→ Exercise prompt: Once the line with "Target: farmland" is found in the entries below, print it and each following line exactly, stopping after the line with "<point>549,238</point>"; print nothing else.

Data records:
==============================
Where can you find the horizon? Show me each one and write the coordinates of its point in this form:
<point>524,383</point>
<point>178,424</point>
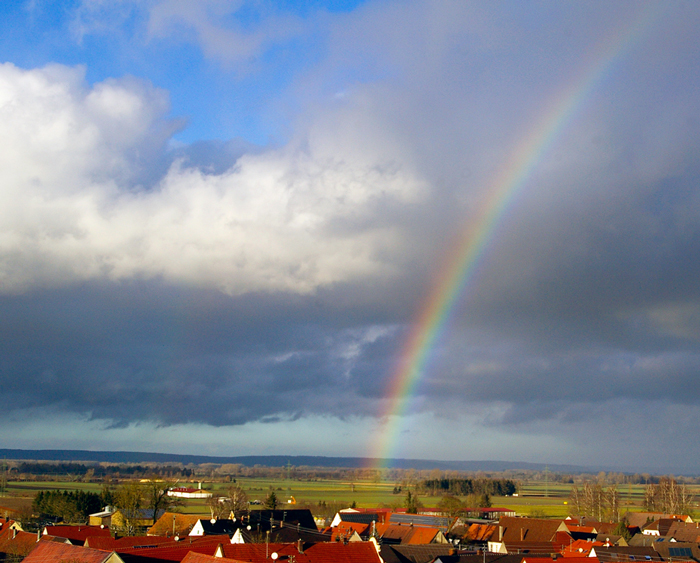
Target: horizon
<point>415,230</point>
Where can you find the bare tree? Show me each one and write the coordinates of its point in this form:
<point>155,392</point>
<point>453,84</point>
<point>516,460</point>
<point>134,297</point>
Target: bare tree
<point>613,498</point>
<point>155,492</point>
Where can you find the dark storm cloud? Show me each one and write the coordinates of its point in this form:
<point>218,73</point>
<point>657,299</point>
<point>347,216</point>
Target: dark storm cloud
<point>239,283</point>
<point>146,352</point>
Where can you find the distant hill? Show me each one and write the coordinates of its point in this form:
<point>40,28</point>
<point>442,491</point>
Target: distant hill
<point>279,460</point>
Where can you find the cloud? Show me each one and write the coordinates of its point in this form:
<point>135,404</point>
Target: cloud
<point>221,283</point>
<point>293,219</point>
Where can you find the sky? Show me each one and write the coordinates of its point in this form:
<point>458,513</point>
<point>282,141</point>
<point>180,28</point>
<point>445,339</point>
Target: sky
<point>224,223</point>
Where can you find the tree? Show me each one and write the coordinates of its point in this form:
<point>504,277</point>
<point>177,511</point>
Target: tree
<point>129,499</point>
<point>238,501</point>
<point>411,504</point>
<point>622,530</point>
<point>451,505</point>
<point>155,494</point>
<point>271,501</point>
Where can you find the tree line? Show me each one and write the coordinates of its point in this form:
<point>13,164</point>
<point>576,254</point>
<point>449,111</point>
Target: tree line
<point>97,471</point>
<point>465,487</point>
<point>73,506</point>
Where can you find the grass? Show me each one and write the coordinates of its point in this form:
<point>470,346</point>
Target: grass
<point>535,497</point>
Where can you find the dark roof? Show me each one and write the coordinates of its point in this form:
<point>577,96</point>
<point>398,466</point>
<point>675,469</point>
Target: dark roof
<point>442,522</point>
<point>222,526</point>
<point>419,553</point>
<point>301,517</point>
<point>359,517</point>
<point>527,529</point>
<point>333,552</point>
<point>678,550</point>
<point>76,534</point>
<point>684,531</point>
<point>629,553</point>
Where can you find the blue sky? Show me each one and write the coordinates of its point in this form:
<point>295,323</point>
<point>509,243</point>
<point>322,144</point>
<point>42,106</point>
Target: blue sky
<point>219,220</point>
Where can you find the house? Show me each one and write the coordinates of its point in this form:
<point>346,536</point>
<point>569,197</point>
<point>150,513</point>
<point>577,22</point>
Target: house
<point>630,553</point>
<point>677,551</point>
<point>641,519</point>
<point>355,517</point>
<point>16,544</point>
<point>443,523</point>
<point>102,518</point>
<point>410,535</point>
<point>115,544</point>
<point>174,524</point>
<point>352,531</point>
<point>326,552</point>
<point>140,518</point>
<point>189,492</point>
<point>168,549</point>
<point>659,527</point>
<point>75,534</point>
<point>684,532</point>
<point>405,553</point>
<point>214,527</point>
<point>53,551</point>
<point>530,535</point>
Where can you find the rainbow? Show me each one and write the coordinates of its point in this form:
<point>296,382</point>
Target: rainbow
<point>459,270</point>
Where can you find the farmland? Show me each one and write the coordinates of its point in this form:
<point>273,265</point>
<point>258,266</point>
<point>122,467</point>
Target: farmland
<point>535,498</point>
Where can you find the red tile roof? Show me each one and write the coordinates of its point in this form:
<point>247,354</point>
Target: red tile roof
<point>193,557</point>
<point>50,552</point>
<point>326,552</point>
<point>76,534</point>
<point>111,544</point>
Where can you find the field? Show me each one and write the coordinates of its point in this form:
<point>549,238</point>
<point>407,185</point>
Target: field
<point>536,498</point>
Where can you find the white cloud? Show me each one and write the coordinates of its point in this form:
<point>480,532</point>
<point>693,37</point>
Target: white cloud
<point>276,221</point>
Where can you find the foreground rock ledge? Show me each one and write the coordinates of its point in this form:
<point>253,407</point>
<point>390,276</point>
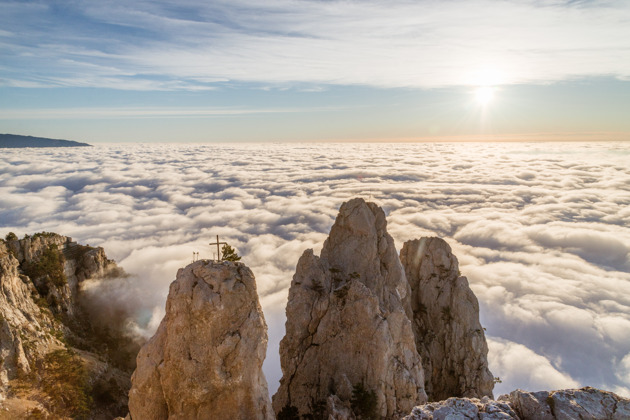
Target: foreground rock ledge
<point>205,360</point>
<point>585,403</point>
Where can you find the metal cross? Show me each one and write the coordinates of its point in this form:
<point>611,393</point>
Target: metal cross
<point>217,243</point>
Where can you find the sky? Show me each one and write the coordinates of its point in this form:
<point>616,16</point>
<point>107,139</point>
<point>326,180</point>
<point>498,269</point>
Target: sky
<point>541,231</point>
<point>305,71</point>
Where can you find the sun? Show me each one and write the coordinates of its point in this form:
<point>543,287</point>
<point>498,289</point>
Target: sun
<point>484,95</point>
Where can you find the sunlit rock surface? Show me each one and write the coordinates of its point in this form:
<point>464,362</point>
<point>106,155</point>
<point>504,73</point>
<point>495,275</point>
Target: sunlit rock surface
<point>446,325</point>
<point>348,323</point>
<point>585,403</point>
<point>44,329</point>
<point>205,360</point>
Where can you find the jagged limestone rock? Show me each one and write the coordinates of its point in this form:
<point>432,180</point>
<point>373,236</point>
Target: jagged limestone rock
<point>585,403</point>
<point>24,329</point>
<point>205,360</point>
<point>348,321</point>
<point>40,278</point>
<point>446,325</point>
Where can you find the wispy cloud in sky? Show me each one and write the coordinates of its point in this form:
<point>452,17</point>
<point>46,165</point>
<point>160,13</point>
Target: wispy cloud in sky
<point>147,45</point>
<point>542,231</point>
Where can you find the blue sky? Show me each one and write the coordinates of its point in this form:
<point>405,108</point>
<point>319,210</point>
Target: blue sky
<point>188,71</point>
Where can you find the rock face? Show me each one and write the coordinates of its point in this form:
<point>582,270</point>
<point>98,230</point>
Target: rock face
<point>24,328</point>
<point>446,325</point>
<point>584,403</point>
<point>40,313</point>
<point>348,325</point>
<point>205,360</point>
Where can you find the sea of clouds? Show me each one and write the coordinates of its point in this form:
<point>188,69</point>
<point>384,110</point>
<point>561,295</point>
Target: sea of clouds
<point>541,230</point>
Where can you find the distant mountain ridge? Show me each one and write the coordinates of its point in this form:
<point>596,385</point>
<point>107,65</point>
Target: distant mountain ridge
<point>17,141</point>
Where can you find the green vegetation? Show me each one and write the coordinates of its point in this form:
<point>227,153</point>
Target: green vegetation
<point>65,380</point>
<point>51,264</point>
<point>364,403</point>
<point>229,254</point>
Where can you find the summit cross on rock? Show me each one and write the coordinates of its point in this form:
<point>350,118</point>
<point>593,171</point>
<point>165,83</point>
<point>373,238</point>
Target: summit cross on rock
<point>217,243</point>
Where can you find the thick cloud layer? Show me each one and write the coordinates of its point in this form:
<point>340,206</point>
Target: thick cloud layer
<point>541,230</point>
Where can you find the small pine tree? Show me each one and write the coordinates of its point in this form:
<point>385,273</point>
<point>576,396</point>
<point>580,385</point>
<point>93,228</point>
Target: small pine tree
<point>228,254</point>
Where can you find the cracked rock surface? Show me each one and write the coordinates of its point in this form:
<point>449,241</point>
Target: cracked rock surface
<point>446,325</point>
<point>205,360</point>
<point>348,323</point>
<point>585,403</point>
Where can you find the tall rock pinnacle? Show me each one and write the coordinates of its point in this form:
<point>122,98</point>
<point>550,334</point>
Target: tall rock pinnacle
<point>449,337</point>
<point>205,360</point>
<point>348,329</point>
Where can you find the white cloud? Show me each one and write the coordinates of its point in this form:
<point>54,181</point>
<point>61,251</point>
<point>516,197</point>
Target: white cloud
<point>158,45</point>
<point>520,368</point>
<point>544,254</point>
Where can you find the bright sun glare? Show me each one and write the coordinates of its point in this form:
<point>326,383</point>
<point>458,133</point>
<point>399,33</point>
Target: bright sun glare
<point>484,94</point>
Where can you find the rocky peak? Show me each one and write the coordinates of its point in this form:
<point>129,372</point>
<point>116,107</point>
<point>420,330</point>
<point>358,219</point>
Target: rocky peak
<point>205,360</point>
<point>349,344</point>
<point>446,325</point>
<point>40,314</point>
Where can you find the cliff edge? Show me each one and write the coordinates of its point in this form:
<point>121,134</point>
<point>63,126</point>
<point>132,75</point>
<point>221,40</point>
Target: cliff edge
<point>205,360</point>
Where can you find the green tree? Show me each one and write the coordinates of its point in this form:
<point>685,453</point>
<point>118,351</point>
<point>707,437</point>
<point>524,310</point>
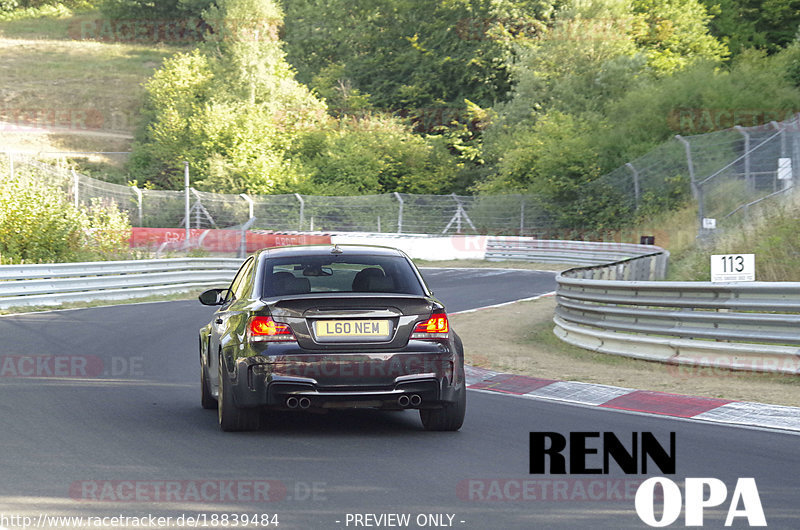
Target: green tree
<point>410,54</point>
<point>765,24</point>
<point>230,108</point>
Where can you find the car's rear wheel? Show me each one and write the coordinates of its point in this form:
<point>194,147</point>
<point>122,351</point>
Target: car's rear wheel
<point>206,398</point>
<point>232,418</point>
<point>448,418</point>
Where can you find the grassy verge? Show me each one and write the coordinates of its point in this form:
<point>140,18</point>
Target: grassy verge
<point>528,346</point>
<point>188,295</point>
<point>483,264</point>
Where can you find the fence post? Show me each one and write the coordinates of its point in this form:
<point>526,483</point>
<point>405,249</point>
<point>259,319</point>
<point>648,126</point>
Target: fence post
<point>187,207</point>
<point>138,193</point>
<point>635,174</point>
<point>780,129</point>
<point>75,183</point>
<point>249,203</point>
<point>302,210</point>
<point>696,190</point>
<point>748,178</point>
<point>399,213</point>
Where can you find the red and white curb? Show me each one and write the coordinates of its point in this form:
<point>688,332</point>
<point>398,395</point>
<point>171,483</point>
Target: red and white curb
<point>640,401</point>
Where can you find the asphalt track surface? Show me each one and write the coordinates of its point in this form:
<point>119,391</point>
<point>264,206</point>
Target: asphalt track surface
<point>129,438</point>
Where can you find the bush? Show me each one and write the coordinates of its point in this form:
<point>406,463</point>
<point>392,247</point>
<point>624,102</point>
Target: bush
<point>38,225</point>
<point>150,9</point>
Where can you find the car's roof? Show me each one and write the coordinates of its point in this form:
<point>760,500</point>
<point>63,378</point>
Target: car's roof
<point>328,250</point>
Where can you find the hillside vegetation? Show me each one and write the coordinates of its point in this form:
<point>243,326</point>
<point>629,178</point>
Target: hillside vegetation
<point>541,97</point>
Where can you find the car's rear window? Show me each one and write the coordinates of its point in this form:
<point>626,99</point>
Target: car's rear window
<point>340,274</point>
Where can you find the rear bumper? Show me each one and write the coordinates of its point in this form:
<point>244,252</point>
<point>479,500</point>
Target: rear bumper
<point>349,381</point>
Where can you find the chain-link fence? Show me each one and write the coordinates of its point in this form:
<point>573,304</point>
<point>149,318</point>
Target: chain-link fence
<point>735,170</point>
<point>727,171</point>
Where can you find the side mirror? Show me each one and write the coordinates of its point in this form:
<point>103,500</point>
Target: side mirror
<point>213,296</point>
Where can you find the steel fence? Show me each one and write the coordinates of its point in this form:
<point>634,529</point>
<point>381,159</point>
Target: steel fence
<point>728,172</point>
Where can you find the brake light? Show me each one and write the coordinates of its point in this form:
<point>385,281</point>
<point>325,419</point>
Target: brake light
<point>435,327</point>
<point>264,329</point>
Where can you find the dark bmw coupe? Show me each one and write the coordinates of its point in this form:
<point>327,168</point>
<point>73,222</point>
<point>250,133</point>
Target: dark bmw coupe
<point>325,327</point>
==============================
→ Expected answer:
Target: farmland
<point>535,498</point>
Where can you find the red tile roof? Show me each one and write the coordinates of its point in this form:
<point>247,354</point>
Target: red tile roof
<point>193,557</point>
<point>50,552</point>
<point>326,552</point>
<point>76,534</point>
<point>111,544</point>
Where can you find the field? Show me each one and write the coordinates of its point in this form:
<point>549,238</point>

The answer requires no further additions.